### [Exercise requirements]
Output the line that contains "compact like (45,548).", then every line beneath it through the end of the records, exactly as given and with no other lines.

### [Entries provided]
┄┄┄┄┄┄

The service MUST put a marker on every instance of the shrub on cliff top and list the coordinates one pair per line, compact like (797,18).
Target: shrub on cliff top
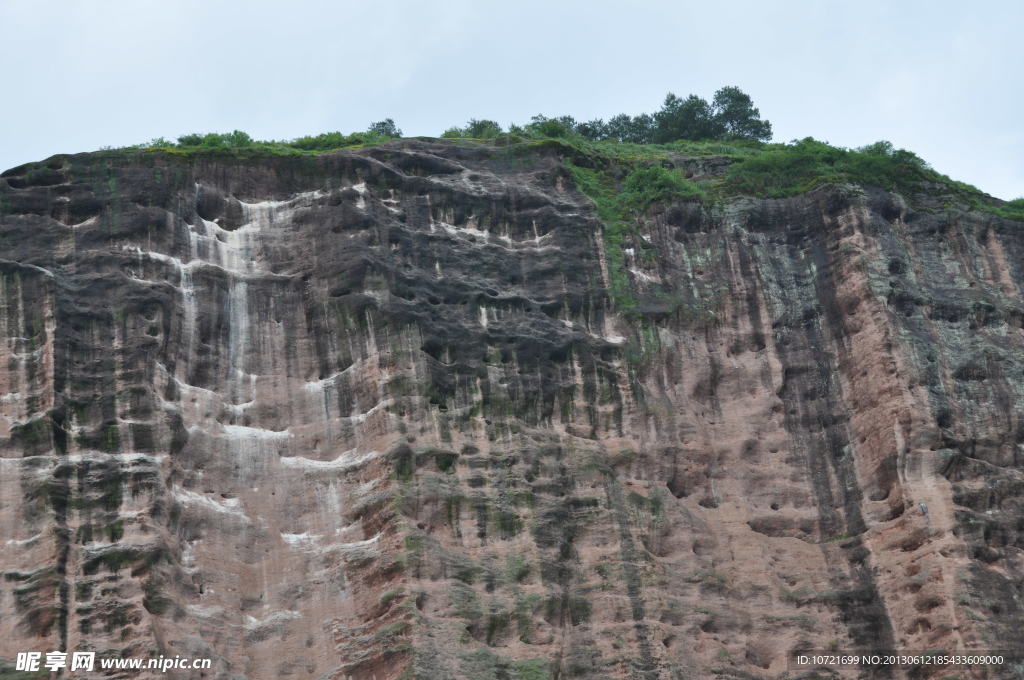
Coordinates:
(790,169)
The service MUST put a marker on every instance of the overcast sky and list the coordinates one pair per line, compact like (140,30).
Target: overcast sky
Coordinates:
(942,79)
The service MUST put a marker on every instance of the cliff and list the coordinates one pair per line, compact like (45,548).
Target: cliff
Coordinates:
(424,410)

┄┄┄┄┄┄

### [Solution]
The service MUST put a marker on every instance of the cliff and list the coordinates one pair per line, compact like (45,548).
Target: cliff
Coordinates:
(424,410)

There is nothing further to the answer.